Given passage:
^^^^^^^^
Title:SQL/Services Forum
Notice:kits(3) ft info(7) QAR access (8) SPR access (10)
Moderator:SQLSRV::MAVRIS
Created:Thu Oct 13 1988
Last Modified:Fri Jun 06 1997
Last Successful Update:Fri Jun 06 1997
Number of topics:2214
Total number of notes:8586

2132.0. "Help in understanding protections" by BROKE::BASTINE () Mon Jan 27 1997 10:51

Hi everyone....

  I had a call on Friday night from a customer with an odd setup.  His problem
is even odder, and I don't understand where the problem might lie.  Perhaps
you could help me out:


This is what I gather the customers system looks like:

NODE 1                  NODE 2                             NODE 3

VMS client---->  sql/service on another vms sys. ----> Another VMS sys w/RDB  


Node 2 and Node 3 are in a cluster.  Node 1 is a satellite.

From node 2, customer can issue the following attach statement with username
JOE:

ATTACH 'FILE NODE3::DISK:[DIR]RDB_DB.RDB';  

And it works.  JOE has all priv's to access the RDB_DB.RDB file as does
RDB$REMOTE.  Didn't get into proxies, perhaps the key to the problem lies
with them...
^^^^^^^^
Written instruction 1: According to the forum post, which two nodes are in a cluster?
^^^^^^^^
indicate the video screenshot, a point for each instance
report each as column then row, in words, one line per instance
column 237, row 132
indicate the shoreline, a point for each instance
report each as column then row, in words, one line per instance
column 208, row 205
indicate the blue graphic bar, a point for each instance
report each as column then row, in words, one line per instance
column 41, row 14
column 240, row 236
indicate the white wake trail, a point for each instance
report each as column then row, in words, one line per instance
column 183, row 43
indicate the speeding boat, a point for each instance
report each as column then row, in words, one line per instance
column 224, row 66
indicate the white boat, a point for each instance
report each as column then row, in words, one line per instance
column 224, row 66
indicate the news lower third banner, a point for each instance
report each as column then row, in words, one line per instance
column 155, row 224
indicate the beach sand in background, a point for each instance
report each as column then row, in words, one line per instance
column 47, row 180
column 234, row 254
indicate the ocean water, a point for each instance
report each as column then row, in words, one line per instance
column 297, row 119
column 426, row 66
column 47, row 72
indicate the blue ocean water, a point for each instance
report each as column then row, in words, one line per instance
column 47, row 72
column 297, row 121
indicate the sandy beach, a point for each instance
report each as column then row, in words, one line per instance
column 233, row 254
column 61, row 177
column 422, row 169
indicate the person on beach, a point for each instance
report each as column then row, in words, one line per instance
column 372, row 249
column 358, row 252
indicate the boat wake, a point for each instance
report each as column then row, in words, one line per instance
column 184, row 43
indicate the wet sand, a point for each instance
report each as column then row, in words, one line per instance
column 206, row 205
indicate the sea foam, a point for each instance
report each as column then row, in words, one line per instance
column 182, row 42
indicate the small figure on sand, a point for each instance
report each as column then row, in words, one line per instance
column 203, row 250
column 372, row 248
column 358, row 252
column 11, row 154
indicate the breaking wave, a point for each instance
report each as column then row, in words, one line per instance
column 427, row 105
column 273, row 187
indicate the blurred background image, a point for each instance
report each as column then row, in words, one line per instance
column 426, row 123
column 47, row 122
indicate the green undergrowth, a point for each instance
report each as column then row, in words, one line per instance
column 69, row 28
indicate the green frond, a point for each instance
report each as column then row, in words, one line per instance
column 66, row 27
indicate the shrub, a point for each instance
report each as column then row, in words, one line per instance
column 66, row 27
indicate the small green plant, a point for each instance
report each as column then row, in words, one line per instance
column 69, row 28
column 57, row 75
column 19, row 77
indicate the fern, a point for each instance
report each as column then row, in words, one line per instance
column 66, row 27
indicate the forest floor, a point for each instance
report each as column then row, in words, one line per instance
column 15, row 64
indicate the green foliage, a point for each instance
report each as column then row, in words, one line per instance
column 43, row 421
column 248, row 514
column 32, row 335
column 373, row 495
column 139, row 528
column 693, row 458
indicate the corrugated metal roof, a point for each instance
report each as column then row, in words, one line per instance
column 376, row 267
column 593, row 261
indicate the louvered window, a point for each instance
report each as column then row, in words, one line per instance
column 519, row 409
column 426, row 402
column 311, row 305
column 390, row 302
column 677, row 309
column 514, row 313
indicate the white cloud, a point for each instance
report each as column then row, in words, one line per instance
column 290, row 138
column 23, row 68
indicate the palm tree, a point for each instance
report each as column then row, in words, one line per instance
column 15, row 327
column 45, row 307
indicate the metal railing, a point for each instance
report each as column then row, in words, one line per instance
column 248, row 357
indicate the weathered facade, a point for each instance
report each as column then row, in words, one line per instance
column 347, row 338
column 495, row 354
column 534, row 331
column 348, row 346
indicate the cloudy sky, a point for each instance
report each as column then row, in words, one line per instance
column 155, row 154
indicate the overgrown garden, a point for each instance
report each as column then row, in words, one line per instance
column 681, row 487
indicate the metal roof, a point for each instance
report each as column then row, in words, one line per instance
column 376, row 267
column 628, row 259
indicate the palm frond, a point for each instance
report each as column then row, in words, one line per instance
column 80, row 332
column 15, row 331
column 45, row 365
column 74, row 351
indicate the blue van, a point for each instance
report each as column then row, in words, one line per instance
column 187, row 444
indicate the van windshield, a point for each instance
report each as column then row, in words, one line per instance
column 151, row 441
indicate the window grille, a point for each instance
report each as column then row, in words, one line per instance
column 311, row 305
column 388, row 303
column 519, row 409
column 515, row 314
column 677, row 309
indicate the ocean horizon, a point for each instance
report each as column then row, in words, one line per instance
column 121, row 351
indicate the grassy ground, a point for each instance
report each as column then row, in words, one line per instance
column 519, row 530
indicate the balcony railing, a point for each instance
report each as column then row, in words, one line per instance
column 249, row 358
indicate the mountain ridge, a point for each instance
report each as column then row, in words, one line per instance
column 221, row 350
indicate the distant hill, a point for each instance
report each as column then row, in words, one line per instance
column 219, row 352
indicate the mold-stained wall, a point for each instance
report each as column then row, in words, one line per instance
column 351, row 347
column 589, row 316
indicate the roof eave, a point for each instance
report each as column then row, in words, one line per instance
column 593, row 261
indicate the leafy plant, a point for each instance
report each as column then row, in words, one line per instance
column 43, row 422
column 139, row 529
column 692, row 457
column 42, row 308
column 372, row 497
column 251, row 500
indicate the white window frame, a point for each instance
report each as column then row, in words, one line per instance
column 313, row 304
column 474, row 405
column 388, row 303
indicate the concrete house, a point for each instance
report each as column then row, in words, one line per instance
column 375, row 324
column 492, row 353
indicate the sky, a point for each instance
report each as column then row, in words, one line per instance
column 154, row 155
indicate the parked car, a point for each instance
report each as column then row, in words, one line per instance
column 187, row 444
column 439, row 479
^^^^^^^^
Written instruction 2: In the rows, reproduce word for word the stretch from the line containing "indicate the overgrown" through the line containing "column 251, row 500".

Solution 1: Node 2 and Node 3.

Solution 2:
indicate the overgrown garden, a point for each instance
report each as column then row, in words, one line per instance
column 681, row 487
indicate the metal roof, a point for each instance
report each as column then row, in words, one line per instance
column 376, row 267
column 628, row 259
indicate the palm frond, a point for each instance
report each as column then row, in words, one line per instance
column 80, row 332
column 15, row 331
column 45, row 365
column 74, row 351
indicate the blue van, a point for each instance
report each as column then row, in words, one line per instance
column 187, row 444
indicate the van windshield, a point for each instance
report each as column then row, in words, one line per instance
column 151, row 441
indicate the window grille, a point for each instance
report each as column then row, in words, one line per instance
column 311, row 305
column 388, row 303
column 519, row 409
column 515, row 314
column 677, row 309
indicate the ocean horizon, a point for each instance
report each as column then row, in words, one line per instance
column 121, row 351
indicate the grassy ground, a point for each instance
report each as column then row, in words, one line per instance
column 519, row 530
indicate the balcony railing, a point for each instance
report each as column then row, in words, one line per instance
column 249, row 358
indicate the mountain ridge, a point for each instance
report each as column then row, in words, one line per instance
column 221, row 350
indicate the distant hill, a point for each instance
report each as column then row, in words, one line per instance
column 219, row 352
indicate the mold-stained wall, a point for each instance
report each as column then row, in words, one line per instance
column 351, row 347
column 589, row 316
indicate the roof eave, a point for each instance
report each as column then row, in words, one line per instance
column 593, row 261
indicate the leafy plant, a point for each instance
report each as column then row, in words, one line per instance
column 43, row 422
column 139, row 529
column 692, row 457
column 42, row 308
column 372, row 497
column 251, row 500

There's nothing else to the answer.